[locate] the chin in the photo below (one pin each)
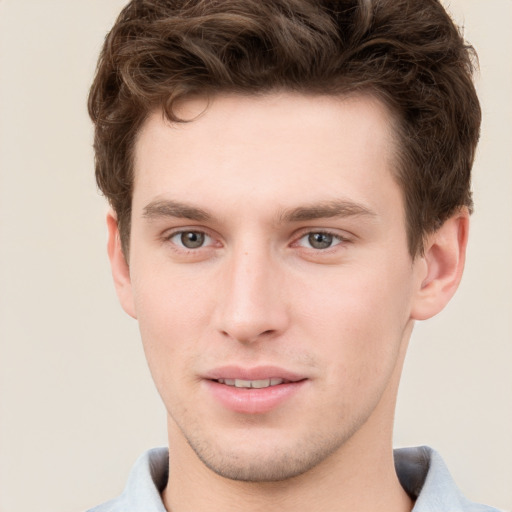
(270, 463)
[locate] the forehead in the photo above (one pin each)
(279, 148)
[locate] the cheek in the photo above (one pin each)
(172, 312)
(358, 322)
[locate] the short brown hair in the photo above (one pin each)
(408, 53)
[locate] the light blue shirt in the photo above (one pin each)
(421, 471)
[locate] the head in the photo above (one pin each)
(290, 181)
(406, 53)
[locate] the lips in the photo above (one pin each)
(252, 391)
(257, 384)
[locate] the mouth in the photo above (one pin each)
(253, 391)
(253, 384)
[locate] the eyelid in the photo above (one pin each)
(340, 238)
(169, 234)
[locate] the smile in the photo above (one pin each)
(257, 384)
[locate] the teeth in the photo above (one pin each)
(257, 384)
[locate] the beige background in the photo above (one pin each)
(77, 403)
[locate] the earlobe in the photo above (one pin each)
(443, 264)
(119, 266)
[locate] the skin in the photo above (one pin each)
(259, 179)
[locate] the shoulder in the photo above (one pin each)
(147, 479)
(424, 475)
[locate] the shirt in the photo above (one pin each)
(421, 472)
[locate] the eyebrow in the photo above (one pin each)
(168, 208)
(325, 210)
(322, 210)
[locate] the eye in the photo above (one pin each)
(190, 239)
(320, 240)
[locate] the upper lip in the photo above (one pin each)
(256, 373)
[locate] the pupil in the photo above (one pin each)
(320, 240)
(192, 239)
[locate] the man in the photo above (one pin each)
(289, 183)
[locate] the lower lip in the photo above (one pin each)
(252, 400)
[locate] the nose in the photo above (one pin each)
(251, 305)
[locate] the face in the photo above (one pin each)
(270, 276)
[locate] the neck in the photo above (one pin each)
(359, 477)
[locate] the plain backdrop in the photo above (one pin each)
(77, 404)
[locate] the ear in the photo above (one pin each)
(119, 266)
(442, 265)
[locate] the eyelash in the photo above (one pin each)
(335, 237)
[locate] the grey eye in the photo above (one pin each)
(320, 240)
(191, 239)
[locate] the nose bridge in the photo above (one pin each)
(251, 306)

__________

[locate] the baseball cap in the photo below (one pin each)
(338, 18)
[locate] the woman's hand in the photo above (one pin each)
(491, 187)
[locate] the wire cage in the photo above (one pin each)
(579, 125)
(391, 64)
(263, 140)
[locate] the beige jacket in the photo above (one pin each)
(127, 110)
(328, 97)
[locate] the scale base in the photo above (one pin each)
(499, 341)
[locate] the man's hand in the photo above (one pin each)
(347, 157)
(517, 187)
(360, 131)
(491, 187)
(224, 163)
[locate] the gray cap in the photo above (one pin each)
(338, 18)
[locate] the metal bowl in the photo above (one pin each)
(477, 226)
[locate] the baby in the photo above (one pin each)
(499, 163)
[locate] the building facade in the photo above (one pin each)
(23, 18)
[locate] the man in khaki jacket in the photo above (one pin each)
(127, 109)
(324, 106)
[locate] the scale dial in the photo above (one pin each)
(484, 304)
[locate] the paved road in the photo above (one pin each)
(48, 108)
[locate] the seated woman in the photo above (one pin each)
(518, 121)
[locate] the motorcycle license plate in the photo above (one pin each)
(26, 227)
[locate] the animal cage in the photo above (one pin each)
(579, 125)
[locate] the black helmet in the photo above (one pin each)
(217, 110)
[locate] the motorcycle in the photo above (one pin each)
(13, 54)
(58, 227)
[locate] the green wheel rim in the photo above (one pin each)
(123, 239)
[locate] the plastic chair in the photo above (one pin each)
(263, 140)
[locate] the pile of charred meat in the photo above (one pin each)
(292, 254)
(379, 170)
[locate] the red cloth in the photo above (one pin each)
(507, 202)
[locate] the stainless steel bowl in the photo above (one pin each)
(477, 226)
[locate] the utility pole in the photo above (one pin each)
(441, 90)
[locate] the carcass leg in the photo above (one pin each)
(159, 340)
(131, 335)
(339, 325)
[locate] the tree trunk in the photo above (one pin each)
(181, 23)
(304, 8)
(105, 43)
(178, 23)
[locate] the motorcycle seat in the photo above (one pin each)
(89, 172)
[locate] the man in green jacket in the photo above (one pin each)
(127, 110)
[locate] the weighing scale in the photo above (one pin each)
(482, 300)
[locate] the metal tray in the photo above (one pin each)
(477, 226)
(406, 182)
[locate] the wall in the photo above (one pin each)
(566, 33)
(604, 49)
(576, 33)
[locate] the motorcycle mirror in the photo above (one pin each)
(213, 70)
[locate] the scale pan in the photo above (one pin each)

__________

DESCRIPTION OF THE TASK -
Can you rewrite the entries as a Markdown table, starting at the line that contains "[locate] the carcass" and ending at the line that contains "[locate] the scale pan", with both of those lines included? Use the columns Row and Entry line, and leave out any blank lines.

EXERCISE RESPONSE -
| Row | Entry line |
|---|---|
| 1 | [locate] the carcass leg in the photo above (one pin each) |
| 2 | (159, 340) |
| 3 | (131, 335) |
| 4 | (339, 325) |
| 5 | [locate] the tree trunk in the photo above (one pin each) |
| 6 | (181, 23) |
| 7 | (304, 8) |
| 8 | (105, 43) |
| 9 | (178, 23) |
| 10 | [locate] the motorcycle seat in the photo above (one pin each) |
| 11 | (89, 172) |
| 12 | [locate] the man in green jacket in the photo above (one pin each) |
| 13 | (127, 110) |
| 14 | [locate] the weighing scale in the photo above (one pin each) |
| 15 | (482, 300) |
| 16 | [locate] the metal tray in the photo above (one pin each) |
| 17 | (477, 226) |
| 18 | (406, 182) |
| 19 | [locate] the wall in the photo above (one pin each) |
| 20 | (566, 33) |
| 21 | (604, 49) |
| 22 | (576, 33) |
| 23 | [locate] the motorcycle mirror in the photo above (one pin each) |
| 24 | (213, 70) |
| 25 | [locate] the scale pan in the photo above (one pin each) |